═══ Material to process ═══

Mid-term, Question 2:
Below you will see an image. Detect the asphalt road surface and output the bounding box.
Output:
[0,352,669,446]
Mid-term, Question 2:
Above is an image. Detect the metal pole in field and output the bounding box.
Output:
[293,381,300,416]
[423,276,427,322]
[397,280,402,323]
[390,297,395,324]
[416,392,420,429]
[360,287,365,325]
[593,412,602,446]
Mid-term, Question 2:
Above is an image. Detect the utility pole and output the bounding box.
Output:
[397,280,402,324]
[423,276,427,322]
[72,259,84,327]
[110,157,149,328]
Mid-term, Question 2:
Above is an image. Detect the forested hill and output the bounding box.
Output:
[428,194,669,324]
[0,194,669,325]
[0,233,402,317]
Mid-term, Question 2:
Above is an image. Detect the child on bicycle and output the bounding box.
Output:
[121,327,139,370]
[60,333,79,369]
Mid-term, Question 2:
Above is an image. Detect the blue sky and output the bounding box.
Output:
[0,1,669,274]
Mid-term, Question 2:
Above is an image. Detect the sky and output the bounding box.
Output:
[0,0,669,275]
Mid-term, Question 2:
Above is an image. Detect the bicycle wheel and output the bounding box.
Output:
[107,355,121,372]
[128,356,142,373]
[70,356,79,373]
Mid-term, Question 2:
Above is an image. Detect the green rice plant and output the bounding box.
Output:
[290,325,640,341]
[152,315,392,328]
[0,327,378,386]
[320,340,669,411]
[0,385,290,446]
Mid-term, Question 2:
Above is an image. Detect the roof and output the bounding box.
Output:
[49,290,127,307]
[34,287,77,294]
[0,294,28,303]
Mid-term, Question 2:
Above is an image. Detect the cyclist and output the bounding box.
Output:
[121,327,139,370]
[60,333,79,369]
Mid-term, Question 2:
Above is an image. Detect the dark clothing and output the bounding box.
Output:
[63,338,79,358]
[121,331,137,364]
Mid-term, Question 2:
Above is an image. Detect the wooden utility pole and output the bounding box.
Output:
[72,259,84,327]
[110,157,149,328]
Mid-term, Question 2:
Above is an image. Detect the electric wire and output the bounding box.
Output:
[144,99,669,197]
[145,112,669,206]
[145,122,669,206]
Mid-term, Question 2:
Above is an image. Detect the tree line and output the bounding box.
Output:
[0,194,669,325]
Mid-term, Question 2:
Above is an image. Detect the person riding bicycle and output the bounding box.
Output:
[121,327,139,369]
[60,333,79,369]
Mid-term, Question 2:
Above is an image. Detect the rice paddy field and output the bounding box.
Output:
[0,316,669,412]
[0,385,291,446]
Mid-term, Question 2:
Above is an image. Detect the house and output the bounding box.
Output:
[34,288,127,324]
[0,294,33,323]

═══

Problem details:
Filter the data above down to the lines that contain the word "field", and copy each of those lines in full.

Response below:
Above is an image. Detect the metal pole in field and output the bounding box.
Above is an image. Detect the rice paddy field and output the bounding box.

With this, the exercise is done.